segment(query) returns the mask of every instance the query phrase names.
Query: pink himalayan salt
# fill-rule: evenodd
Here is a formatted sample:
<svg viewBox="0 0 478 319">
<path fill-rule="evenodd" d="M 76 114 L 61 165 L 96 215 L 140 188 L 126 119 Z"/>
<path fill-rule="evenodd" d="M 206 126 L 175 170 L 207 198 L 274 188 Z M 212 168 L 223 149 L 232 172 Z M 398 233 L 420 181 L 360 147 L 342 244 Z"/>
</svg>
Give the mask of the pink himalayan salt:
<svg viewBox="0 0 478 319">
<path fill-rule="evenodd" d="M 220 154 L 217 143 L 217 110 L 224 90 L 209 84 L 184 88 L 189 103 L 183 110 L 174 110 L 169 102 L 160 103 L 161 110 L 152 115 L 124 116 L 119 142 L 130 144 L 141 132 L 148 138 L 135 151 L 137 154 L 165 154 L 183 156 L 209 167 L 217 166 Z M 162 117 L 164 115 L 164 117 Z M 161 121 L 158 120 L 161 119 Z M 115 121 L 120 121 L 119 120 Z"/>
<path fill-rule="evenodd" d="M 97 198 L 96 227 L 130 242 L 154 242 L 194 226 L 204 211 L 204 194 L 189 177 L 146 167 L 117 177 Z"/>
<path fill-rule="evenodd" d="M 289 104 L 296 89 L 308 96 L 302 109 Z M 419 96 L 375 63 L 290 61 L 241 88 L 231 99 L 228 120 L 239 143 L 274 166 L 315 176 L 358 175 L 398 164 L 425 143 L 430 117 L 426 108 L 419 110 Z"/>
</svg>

_EXERCISE AIM_. Write out all the items above again, swapping "pink himalayan salt" for "coarse sea salt" each time it appears and leaving everything else as it is.

_ANSWER IN FULL_.
segment(query) returns the mask of every instance the query phrase names.
Query: coarse sea salt
# fill-rule: evenodd
Here is a formatted sample:
<svg viewBox="0 0 478 319">
<path fill-rule="evenodd" d="M 76 114 L 61 165 L 96 215 L 140 188 L 126 119 Z"/>
<path fill-rule="evenodd" d="M 206 126 L 175 170 L 207 198 L 274 188 Z M 212 168 L 223 149 L 232 172 Z M 398 233 L 420 181 L 360 147 L 342 244 Z"/>
</svg>
Give the mask of the coarse sea salt:
<svg viewBox="0 0 478 319">
<path fill-rule="evenodd" d="M 220 154 L 217 143 L 217 110 L 224 90 L 209 84 L 184 88 L 189 103 L 183 110 L 174 110 L 169 102 L 160 103 L 161 110 L 152 115 L 124 116 L 119 142 L 130 144 L 141 132 L 148 138 L 135 151 L 137 154 L 165 154 L 183 156 L 209 167 L 217 166 Z M 162 117 L 164 115 L 164 117 Z M 161 121 L 158 120 L 161 119 Z M 115 121 L 120 121 L 119 120 Z"/>
<path fill-rule="evenodd" d="M 97 198 L 96 227 L 130 242 L 154 242 L 194 226 L 204 211 L 204 194 L 189 177 L 146 167 L 117 177 Z"/>
<path fill-rule="evenodd" d="M 289 104 L 296 89 L 308 96 L 302 109 Z M 419 96 L 375 63 L 290 61 L 241 88 L 231 99 L 228 120 L 239 143 L 274 166 L 315 176 L 358 175 L 398 164 L 425 143 L 430 117 L 426 108 L 419 110 Z"/>
</svg>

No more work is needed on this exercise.